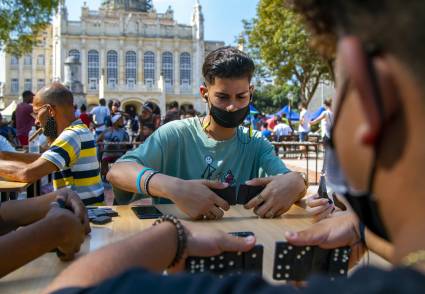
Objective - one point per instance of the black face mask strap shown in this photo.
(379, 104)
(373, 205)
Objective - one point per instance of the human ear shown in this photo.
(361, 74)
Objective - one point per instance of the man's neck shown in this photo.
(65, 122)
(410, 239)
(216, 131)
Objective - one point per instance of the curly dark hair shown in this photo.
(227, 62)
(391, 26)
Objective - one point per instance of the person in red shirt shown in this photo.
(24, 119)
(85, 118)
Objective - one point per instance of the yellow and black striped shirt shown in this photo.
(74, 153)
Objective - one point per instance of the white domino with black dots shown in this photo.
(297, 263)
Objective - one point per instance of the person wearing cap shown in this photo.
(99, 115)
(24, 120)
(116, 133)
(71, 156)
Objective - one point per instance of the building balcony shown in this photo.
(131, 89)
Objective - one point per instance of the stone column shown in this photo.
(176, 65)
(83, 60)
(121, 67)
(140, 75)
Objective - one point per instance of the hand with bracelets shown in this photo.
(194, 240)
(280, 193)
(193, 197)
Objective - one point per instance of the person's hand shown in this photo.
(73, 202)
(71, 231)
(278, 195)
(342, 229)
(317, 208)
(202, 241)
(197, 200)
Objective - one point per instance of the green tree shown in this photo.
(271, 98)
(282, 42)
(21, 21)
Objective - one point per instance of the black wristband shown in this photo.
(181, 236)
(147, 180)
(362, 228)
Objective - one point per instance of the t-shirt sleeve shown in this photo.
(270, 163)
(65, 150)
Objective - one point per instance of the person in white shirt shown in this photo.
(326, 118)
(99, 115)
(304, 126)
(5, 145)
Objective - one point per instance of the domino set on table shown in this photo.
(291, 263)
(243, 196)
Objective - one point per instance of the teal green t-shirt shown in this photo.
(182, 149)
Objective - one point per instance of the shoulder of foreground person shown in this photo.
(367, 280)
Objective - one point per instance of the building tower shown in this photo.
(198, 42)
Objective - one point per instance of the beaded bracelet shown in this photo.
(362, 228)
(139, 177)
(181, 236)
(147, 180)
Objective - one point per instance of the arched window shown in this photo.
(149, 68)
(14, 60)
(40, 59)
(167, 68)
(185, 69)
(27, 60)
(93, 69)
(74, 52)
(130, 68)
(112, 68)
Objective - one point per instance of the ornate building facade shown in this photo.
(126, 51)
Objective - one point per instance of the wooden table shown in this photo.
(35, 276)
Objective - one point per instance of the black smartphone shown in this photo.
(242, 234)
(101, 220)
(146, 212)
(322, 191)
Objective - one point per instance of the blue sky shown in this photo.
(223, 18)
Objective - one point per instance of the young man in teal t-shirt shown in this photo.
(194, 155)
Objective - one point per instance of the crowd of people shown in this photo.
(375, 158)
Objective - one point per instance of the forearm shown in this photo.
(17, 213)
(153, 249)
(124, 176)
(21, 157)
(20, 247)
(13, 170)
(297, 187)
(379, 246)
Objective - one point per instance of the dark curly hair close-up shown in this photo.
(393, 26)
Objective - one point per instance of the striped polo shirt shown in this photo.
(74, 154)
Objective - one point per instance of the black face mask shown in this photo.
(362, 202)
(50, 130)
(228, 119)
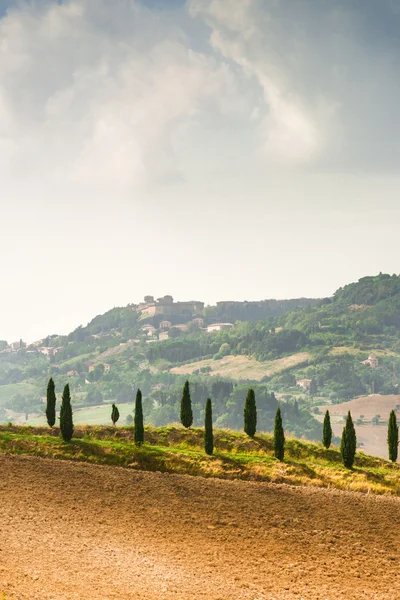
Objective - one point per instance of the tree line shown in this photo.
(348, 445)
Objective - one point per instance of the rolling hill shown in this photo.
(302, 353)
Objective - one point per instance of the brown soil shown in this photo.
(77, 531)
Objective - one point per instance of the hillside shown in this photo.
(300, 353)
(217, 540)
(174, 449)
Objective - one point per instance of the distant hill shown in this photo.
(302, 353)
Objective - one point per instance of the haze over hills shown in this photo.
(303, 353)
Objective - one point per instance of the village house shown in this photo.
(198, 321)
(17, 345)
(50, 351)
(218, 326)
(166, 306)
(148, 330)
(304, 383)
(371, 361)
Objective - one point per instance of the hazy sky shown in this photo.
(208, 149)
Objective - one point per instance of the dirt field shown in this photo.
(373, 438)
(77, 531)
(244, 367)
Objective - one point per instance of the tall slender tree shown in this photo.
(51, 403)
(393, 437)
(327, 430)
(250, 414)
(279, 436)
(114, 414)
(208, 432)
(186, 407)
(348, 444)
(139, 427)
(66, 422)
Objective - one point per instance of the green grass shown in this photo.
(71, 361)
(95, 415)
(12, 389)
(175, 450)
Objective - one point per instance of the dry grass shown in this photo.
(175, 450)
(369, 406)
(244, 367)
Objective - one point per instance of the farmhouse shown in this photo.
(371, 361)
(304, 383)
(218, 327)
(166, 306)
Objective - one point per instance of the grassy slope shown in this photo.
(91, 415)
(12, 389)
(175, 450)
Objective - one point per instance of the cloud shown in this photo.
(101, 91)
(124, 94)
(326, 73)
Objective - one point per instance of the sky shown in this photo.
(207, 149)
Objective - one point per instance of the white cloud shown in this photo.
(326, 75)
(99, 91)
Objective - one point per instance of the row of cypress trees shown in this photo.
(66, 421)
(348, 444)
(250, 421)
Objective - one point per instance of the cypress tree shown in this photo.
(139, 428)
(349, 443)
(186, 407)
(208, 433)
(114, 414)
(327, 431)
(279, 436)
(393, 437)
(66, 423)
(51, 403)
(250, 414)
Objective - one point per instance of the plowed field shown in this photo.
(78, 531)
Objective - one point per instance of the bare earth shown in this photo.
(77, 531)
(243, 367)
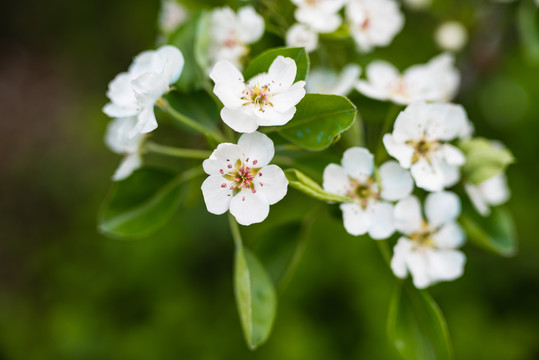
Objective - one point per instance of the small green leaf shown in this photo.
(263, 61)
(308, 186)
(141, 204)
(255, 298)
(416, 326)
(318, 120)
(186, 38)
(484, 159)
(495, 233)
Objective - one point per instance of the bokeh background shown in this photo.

Exercise brief: Leave every picture out and output the records exactly.

Solution for this exercise:
Objective - one point per instance of the black face mask strap shown in this photo.
(379, 104)
(373, 205)
Objective - one point per instance of the human ear shown in this photo.
(361, 74)
Objective - one point per instance of the man's neck shown in this photo.
(65, 122)
(410, 239)
(216, 131)
Objective - one point per instance of the curly dark hair shown in this photo.
(227, 62)
(391, 26)
Objective - one point per instance of the person in red shirt shown in this photo.
(24, 119)
(85, 118)
Objective - one point per instance of the yellow and black striped shirt shown in this photo.
(74, 153)
Objective - one point per instance of the white domino with black dots shown in this photo.
(297, 263)
Objective - one point per instance of the person wearing cap shown in this photo.
(99, 115)
(24, 120)
(116, 133)
(71, 156)
Objective - one point per instance of the building balcony shown in this photo.
(131, 89)
Objective - one point per instance of the stone column shown in this photo.
(176, 65)
(83, 60)
(121, 67)
(140, 75)
Objective - one point per instance of the hand with bracelets shown in this photo.
(194, 240)
(280, 193)
(193, 197)
Objective - one point per instance of the person's hand shown in this photo.
(73, 202)
(71, 231)
(278, 195)
(342, 229)
(317, 208)
(202, 241)
(197, 200)
Objective - one point per instance of the green tree shown in this photo.
(271, 98)
(282, 42)
(21, 21)
Objective - one point per instance of the black wristband shown in this photo.
(181, 236)
(147, 180)
(362, 228)
Objective - one point per instance of the t-shirt sleeve shown in this photo.
(270, 163)
(65, 150)
Objective - one point per instance of the person in white shirt shown in this photo.
(326, 118)
(99, 115)
(304, 126)
(5, 145)
Objective - one point per instance of the domino set on table shown in this photo.
(291, 263)
(243, 196)
Objective - one point per instance of the teal green t-shirt shown in this photo.
(182, 149)
Objective - one point per instance of the shoulder of foreground person shown in this photo.
(367, 280)
Objective - one point per instance of the building tower shown in this photo.
(198, 42)
Objective - one point per instance of the beaded bracelet shown in this photo.
(362, 228)
(139, 177)
(181, 236)
(147, 180)
Objective - one point per instance of the arched window shown in this photo.
(149, 68)
(14, 60)
(40, 59)
(167, 68)
(185, 69)
(27, 60)
(93, 69)
(74, 52)
(130, 68)
(112, 68)
Objective - one point per instance of the ornate building facade shown in this photo.
(126, 51)
Objective - one point per instance of the wooden table shown in this photo.
(35, 276)
Objective - one point per instance of the black smartphone shown in this photo.
(242, 234)
(101, 220)
(146, 212)
(322, 191)
Objective - one point per instance of the blue sky shown in this photo.
(223, 18)
Objective - one point per instance of the young man in teal t-shirt shown in this photo.
(194, 155)
Objective - one point per instance of the crowd of people shown in this photo.
(375, 158)
Objective - one point per instance of the forearm shown in this photo.
(17, 213)
(153, 249)
(124, 176)
(21, 157)
(20, 247)
(13, 170)
(297, 187)
(379, 246)
Objective - one point per instance of the dark curly hair close-up shown in this photo.
(393, 26)
Objective - one point per instance of the striped polo shirt shown in this photo.
(74, 154)
Objective - one point per instance of the black face mask shown in this photo.
(362, 202)
(50, 130)
(228, 119)
Objective - one point per instance of the tree line shown in this photo.
(348, 445)
Objective - one point per instance of the rolling hill shown in this photo.
(302, 353)
Objective - one point per instance of the brown soil shown in this photo.
(77, 531)
Objective - one point per instance of the hillside shown in this photo.
(300, 353)
(217, 540)
(174, 449)
Objective - one point per instance of the distant hill shown in this photo.
(302, 353)
Objective - one point per instance of the haze over hills shown in this photo.
(303, 353)
Objective - one point per instance of the village house shown in this photo.
(198, 321)
(17, 345)
(50, 351)
(218, 326)
(166, 306)
(148, 330)
(304, 383)
(371, 361)
Objective - one point per instance of the hazy sky shown in this photo.
(208, 149)
Objective - one point per instance of the dirt field shown in this photo.
(373, 438)
(77, 531)
(244, 367)
Objective - one point per instance of the tall slender tree shown in this photo.
(51, 403)
(393, 437)
(327, 430)
(250, 414)
(279, 436)
(114, 414)
(208, 432)
(186, 407)
(348, 444)
(139, 427)
(66, 422)
Objective - one point per instance of the green grass shown in this photo.
(71, 361)
(95, 415)
(12, 389)
(175, 450)
Objective - one point per instance of the dry grass shown in this photo.
(175, 450)
(369, 406)
(244, 367)
Objective - one point per instance of the farmhouse shown in this photo.
(371, 361)
(304, 383)
(218, 327)
(166, 306)
Objective - one point per instance of the grassy slope shown in this photo.
(91, 415)
(12, 389)
(175, 450)
Objective - one point per instance of the cloud shown in this photo.
(101, 91)
(124, 94)
(326, 73)
Objective - one point per instance of the sky shown in this photo.
(207, 149)
Objective - one point per instance of the white cloud shown in this photo.
(326, 75)
(99, 91)
Objective - one point per instance of the row of cypress trees shown in this photo.
(66, 421)
(348, 444)
(250, 421)
Objective - one point per instance of the cypress tree shown in this photo.
(139, 428)
(349, 443)
(186, 407)
(208, 433)
(114, 414)
(327, 431)
(279, 436)
(393, 437)
(66, 423)
(51, 403)
(250, 414)
Objective - one point per instance of the plowed field shown in this photo.
(78, 531)
Objective - one point per instance of the bare earth shown in this photo.
(77, 531)
(243, 367)
Objective - one point per instance of the small green leaf shown in this photo.
(263, 61)
(308, 186)
(141, 204)
(255, 298)
(416, 326)
(318, 120)
(186, 38)
(484, 159)
(495, 233)
Objective - one point per instance of the bokeh background shown in this photo.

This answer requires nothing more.